Greif den Text über die Stadtgrenze am Pariser Périphérique dort auf, wo er aufhört, und schreib ihn weiter.

Vorliegender Text:
======

Nebensachen aus Paris
: Die Grenze des Périphérique

■ Von Banlieusards und anderen Parisern

„Nein, Madame, einen Bus Nummer 125 gibt es nicht“, versichert die elegante alte Dame. Sie hat immer in Paris gelebt. Sie kennt alle Metrostationen, alle Buslinien, die meisten Straßennamen und die schönsten Teesalons – aber was sich jenseits der sechsspurigen Stadtautobahn verbirgt, die hundert Meter hinter ihrer Wohnung vorbeirauscht, weiß sie nicht. Der „Périphérique“ ist die Grenze, die sie nie überschreitet. Auch nicht beim Gassi-Gang mit dem Pudel.

======

Bereitgestellte Angaben:
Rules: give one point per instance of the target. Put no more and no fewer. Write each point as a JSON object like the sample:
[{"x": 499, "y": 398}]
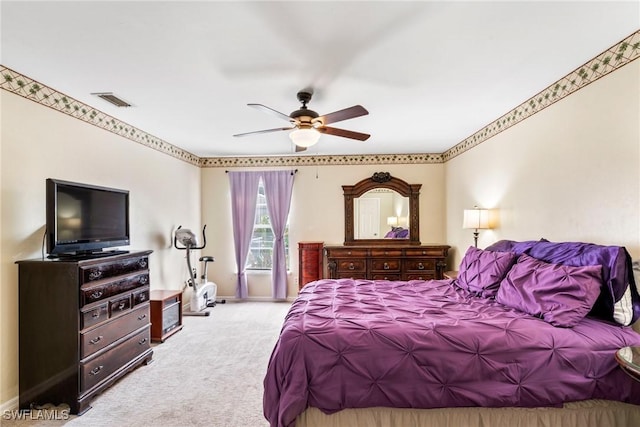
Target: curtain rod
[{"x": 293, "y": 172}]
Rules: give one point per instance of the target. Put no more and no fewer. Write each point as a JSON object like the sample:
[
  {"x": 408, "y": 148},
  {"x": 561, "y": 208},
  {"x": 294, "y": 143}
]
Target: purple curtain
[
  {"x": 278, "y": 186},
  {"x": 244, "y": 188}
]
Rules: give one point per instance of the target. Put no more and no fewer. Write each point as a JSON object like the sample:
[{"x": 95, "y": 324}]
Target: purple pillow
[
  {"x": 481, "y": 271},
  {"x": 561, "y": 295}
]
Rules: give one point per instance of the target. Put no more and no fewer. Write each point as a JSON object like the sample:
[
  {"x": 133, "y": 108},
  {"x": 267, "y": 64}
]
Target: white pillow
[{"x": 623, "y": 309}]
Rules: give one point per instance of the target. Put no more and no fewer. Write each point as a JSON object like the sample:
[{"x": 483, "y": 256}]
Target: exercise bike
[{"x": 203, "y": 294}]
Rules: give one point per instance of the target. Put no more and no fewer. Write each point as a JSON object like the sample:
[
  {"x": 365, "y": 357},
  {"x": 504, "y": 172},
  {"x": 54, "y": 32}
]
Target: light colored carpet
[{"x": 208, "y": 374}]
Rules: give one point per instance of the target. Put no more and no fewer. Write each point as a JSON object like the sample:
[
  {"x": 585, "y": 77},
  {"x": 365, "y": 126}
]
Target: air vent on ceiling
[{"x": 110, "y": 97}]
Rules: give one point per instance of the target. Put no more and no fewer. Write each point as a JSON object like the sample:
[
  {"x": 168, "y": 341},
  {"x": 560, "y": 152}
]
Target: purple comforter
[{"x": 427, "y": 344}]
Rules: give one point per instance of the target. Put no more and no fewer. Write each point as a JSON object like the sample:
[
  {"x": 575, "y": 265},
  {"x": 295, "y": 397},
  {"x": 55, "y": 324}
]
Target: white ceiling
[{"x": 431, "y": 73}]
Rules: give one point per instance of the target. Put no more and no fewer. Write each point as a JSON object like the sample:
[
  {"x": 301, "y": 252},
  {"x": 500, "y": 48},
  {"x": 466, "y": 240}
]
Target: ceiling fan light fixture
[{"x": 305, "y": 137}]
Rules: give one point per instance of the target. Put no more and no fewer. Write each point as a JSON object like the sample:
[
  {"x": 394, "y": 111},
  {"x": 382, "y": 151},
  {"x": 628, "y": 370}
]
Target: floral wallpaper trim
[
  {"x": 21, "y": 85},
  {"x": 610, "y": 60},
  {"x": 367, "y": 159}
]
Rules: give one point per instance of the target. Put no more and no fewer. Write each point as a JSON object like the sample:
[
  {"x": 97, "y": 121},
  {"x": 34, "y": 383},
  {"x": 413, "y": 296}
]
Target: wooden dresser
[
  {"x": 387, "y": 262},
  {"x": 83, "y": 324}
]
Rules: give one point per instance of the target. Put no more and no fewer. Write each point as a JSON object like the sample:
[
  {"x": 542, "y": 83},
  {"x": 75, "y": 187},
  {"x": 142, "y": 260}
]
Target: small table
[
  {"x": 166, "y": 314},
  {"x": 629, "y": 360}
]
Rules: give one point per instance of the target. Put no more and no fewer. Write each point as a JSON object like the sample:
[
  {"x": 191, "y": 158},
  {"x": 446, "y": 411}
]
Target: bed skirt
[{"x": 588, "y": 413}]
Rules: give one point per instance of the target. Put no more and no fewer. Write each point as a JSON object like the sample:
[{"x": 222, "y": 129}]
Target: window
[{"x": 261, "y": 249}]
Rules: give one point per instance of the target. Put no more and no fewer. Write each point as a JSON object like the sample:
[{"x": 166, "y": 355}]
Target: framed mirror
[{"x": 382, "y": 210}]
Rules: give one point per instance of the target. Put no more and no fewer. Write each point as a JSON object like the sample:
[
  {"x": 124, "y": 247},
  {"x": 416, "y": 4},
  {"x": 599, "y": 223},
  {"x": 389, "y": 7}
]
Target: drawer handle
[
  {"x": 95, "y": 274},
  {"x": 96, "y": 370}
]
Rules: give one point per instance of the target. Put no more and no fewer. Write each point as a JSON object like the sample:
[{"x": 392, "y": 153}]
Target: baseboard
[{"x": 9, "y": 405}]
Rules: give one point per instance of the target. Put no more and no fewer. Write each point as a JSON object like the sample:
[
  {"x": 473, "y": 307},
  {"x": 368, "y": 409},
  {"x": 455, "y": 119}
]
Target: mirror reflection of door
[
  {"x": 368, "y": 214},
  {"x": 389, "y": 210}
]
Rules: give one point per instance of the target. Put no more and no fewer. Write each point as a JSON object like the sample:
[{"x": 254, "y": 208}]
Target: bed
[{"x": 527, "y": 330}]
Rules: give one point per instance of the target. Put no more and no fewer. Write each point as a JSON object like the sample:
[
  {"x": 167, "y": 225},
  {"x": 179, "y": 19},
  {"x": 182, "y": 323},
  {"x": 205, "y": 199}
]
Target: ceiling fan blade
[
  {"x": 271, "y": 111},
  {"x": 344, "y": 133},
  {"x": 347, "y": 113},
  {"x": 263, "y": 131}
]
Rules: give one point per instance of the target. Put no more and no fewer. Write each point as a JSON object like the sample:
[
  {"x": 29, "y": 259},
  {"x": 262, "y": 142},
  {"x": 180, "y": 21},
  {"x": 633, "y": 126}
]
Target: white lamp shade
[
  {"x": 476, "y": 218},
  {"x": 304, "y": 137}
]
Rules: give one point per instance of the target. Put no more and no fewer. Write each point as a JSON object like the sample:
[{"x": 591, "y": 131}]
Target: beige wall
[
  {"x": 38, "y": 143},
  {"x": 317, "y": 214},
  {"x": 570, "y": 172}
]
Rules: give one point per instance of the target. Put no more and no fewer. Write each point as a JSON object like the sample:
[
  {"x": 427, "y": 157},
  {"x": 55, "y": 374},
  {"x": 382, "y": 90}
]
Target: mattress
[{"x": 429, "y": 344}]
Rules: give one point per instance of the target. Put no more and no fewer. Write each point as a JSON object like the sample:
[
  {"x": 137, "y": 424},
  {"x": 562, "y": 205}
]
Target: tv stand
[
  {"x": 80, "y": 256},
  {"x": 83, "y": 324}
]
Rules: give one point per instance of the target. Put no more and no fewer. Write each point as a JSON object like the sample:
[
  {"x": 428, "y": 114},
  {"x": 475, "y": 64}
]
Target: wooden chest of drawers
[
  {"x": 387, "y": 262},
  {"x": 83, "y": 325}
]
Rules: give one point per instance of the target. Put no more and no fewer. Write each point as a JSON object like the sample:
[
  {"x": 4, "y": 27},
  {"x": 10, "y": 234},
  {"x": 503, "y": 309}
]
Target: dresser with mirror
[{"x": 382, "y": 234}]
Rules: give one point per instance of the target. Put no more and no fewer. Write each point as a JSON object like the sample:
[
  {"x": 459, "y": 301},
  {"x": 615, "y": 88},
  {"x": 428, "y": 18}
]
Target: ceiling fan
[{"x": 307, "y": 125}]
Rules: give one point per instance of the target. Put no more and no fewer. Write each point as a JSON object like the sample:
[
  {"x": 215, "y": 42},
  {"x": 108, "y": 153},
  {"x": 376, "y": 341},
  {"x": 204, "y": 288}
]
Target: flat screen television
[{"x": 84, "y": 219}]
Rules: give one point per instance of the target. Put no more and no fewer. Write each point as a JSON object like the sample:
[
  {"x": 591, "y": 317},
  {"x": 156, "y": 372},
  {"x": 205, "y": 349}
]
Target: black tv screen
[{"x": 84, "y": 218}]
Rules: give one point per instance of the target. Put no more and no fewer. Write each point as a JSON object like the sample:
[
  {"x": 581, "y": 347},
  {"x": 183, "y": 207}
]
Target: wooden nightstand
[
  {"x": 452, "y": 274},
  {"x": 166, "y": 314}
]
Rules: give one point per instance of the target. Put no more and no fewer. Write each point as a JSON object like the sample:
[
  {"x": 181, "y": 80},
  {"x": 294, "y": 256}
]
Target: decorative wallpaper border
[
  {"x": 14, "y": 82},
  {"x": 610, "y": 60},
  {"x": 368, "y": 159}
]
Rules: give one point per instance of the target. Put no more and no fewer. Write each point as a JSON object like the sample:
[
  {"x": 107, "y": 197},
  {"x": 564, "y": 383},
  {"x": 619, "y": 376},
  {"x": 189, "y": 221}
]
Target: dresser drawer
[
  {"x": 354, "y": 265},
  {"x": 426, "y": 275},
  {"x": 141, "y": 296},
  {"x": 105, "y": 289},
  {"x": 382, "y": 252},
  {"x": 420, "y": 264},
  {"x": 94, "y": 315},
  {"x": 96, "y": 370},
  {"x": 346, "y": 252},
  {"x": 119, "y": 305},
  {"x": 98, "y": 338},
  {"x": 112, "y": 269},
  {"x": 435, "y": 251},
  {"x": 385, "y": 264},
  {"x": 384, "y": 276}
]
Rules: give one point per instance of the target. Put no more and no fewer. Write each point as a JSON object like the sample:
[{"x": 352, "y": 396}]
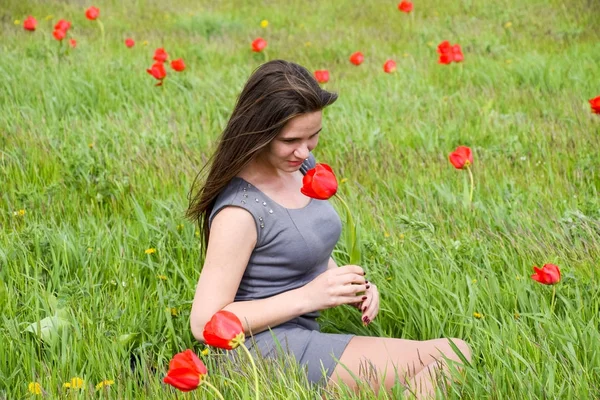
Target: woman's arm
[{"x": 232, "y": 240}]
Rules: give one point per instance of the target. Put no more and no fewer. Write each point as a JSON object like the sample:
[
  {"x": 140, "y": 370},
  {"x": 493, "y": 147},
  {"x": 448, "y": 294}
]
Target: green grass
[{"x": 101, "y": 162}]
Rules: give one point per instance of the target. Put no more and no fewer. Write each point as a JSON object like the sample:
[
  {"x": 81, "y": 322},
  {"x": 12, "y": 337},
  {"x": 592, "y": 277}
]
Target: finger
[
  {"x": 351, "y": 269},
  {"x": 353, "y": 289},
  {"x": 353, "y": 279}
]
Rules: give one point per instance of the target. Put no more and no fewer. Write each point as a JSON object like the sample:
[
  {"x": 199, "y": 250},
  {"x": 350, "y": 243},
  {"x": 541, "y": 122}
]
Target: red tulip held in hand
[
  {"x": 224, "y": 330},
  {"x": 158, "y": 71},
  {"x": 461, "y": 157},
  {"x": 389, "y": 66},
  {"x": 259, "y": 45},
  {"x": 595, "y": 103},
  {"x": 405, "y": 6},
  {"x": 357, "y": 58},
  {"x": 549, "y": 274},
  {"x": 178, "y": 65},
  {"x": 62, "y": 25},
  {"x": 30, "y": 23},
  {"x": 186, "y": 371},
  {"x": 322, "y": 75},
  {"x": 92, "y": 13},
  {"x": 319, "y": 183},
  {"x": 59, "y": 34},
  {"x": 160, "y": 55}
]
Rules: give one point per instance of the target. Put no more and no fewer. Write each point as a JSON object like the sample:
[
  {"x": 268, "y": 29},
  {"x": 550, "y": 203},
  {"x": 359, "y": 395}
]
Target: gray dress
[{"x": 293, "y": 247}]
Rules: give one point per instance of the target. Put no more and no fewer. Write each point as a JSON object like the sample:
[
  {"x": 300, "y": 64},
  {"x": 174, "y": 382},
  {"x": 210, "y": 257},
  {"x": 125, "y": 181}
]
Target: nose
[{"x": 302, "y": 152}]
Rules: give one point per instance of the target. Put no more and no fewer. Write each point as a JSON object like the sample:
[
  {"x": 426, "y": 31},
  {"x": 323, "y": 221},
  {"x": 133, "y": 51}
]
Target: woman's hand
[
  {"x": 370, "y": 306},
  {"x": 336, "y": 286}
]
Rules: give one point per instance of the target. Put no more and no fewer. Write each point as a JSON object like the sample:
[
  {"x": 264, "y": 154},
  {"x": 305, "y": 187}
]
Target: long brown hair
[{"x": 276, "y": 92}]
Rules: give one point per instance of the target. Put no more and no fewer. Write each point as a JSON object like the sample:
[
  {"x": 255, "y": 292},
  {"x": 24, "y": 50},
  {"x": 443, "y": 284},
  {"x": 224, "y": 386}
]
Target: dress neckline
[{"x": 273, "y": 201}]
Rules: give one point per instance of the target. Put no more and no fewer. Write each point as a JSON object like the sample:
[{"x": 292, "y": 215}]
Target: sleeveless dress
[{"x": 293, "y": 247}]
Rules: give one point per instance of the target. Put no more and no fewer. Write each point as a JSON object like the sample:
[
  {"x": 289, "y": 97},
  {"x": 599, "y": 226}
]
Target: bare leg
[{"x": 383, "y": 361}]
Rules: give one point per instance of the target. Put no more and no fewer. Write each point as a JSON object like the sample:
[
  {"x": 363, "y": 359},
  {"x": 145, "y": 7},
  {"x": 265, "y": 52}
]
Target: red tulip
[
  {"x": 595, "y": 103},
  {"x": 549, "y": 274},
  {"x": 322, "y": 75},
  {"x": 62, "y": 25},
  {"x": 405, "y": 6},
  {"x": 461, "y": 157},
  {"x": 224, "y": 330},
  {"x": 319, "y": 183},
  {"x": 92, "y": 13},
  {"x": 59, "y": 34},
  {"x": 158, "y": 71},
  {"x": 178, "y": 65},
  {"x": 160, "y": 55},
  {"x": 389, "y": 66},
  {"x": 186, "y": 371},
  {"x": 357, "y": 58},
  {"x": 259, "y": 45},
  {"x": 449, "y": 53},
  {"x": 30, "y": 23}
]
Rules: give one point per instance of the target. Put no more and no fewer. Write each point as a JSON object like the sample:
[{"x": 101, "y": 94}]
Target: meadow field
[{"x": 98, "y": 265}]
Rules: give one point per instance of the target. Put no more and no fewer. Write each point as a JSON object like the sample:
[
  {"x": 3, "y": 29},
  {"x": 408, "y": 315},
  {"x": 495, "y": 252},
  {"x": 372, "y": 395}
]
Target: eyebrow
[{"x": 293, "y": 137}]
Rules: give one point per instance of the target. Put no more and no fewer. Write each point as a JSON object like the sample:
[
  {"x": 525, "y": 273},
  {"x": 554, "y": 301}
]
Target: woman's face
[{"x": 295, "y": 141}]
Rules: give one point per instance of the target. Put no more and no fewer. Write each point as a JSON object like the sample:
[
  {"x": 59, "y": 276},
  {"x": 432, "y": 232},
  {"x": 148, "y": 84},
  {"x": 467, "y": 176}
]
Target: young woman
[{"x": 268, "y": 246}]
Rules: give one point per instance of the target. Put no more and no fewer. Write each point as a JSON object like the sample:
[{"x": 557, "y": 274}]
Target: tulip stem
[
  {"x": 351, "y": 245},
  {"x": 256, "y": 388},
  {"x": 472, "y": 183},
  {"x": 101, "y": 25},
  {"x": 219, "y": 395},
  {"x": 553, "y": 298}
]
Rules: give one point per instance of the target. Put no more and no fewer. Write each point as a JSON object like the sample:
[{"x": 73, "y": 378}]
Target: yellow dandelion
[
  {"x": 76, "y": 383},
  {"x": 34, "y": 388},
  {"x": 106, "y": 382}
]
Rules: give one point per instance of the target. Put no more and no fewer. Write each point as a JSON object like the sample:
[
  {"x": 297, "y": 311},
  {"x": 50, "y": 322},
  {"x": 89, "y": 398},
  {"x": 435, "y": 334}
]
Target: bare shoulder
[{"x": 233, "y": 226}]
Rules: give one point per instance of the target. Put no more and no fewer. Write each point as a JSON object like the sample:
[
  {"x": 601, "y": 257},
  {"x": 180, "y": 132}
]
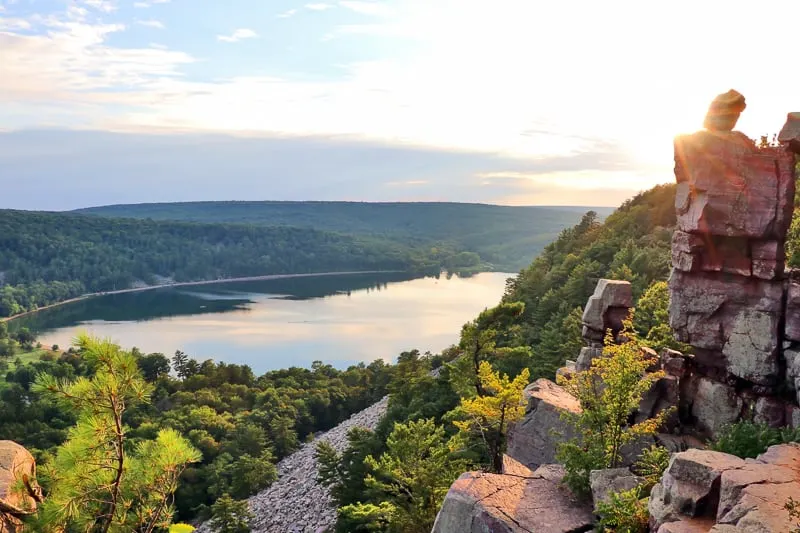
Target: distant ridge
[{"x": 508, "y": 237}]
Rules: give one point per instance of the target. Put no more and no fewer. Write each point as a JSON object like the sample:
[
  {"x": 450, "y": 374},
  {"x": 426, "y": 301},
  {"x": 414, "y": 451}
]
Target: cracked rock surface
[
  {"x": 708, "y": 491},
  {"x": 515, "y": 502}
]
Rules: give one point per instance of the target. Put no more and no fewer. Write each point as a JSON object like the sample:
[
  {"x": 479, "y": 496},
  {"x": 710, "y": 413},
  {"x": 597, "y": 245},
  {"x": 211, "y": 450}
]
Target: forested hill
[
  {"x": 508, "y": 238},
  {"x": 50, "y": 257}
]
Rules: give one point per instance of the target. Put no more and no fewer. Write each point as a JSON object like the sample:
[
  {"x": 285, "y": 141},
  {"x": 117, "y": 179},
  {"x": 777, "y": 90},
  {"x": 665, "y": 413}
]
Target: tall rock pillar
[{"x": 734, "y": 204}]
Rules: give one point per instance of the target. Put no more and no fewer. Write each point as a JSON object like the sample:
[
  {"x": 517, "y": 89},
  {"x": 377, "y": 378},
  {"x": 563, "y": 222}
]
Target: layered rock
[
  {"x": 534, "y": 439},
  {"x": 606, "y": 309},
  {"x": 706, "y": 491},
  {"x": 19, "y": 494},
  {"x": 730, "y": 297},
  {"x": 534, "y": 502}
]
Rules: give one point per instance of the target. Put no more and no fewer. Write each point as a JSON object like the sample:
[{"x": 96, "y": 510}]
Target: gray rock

======

Antwort zur Aufgabe:
Die fremde Welt jenseits des Périphérique ist die Banlieue. Dort leben jene acht Millionen Menschen, die zusammen mit den zwei Millionen Parisern die „Île de France“ zur größten Menschenansammlung Mitteleuropas machen. Dort liegen alte Dörfer eingekeilt von gigantischen Schlafstädten mit Rathäusern, an denen sich in den 60er Jahren futuristische Architekten austoben durften. Dort gibt es die meisten Einkaufszentren, Sozialwohnungen, ImmigrantInnen und Arbeitslose. Dort entsteht der größte Teil der Pariser Industrieproduktion, dorthin ziehen sich immer mehr Dienstleistungsunternehmen zurück.

„Pariser“ dürfen sich die „Banlieusards“ nicht nennen. „Das wäre reine Prahlerei“, hat meine Nachbarin Viviane mich rechtzeitig gewarnt. Selbst an so weit entfernten Orten wie Marseille sollte ich äußerst vorsichtig sein, denn „es gibt immer jemanden, der Paris kennt“.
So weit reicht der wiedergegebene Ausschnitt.